→ **EXERCISE DETAILS**
Write out the data exactly, every line included.

→ **Saved data entries**
--- START ---

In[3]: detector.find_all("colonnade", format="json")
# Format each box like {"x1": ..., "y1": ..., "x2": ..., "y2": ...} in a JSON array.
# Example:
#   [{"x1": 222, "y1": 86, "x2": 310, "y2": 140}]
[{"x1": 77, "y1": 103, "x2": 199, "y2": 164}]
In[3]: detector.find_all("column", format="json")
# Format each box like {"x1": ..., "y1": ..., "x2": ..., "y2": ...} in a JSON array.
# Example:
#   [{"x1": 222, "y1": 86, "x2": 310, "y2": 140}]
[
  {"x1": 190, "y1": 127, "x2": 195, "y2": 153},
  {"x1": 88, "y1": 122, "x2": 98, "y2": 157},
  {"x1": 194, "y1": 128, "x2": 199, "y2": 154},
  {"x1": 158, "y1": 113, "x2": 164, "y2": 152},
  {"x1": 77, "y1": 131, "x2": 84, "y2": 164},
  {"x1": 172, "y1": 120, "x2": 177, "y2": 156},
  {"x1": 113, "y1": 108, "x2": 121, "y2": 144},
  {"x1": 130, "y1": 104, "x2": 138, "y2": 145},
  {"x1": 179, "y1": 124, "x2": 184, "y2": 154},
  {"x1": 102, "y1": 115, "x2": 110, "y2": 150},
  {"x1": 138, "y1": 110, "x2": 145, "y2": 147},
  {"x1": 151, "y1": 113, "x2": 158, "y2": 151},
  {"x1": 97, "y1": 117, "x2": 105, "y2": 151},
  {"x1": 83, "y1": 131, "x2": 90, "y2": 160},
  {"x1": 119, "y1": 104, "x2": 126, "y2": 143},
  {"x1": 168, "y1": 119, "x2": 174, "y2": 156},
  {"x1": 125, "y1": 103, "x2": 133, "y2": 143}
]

--- END ---

→ **RESPONSE TO THIS TASK**
In[3]: detector.find_all("colonnade", format="json")
# Format each box like {"x1": ..., "y1": ..., "x2": ..., "y2": ...} in a JSON array.
# Example:
#   [{"x1": 222, "y1": 86, "x2": 310, "y2": 140}]
[{"x1": 77, "y1": 103, "x2": 199, "y2": 164}]
In[3]: detector.find_all("column", format="json")
# Format each box like {"x1": ..., "y1": ..., "x2": ..., "y2": ...} in a JSON array.
# Example:
#   [{"x1": 222, "y1": 86, "x2": 310, "y2": 140}]
[
  {"x1": 190, "y1": 127, "x2": 195, "y2": 153},
  {"x1": 88, "y1": 122, "x2": 98, "y2": 157},
  {"x1": 194, "y1": 128, "x2": 199, "y2": 154},
  {"x1": 158, "y1": 113, "x2": 164, "y2": 152},
  {"x1": 77, "y1": 131, "x2": 84, "y2": 164},
  {"x1": 172, "y1": 120, "x2": 177, "y2": 156},
  {"x1": 113, "y1": 108, "x2": 121, "y2": 144},
  {"x1": 130, "y1": 104, "x2": 138, "y2": 145},
  {"x1": 179, "y1": 124, "x2": 184, "y2": 154},
  {"x1": 102, "y1": 115, "x2": 110, "y2": 150},
  {"x1": 138, "y1": 110, "x2": 145, "y2": 147},
  {"x1": 151, "y1": 113, "x2": 158, "y2": 151},
  {"x1": 97, "y1": 117, "x2": 105, "y2": 151},
  {"x1": 83, "y1": 131, "x2": 90, "y2": 160},
  {"x1": 119, "y1": 104, "x2": 126, "y2": 143},
  {"x1": 168, "y1": 119, "x2": 174, "y2": 156},
  {"x1": 125, "y1": 103, "x2": 133, "y2": 143}
]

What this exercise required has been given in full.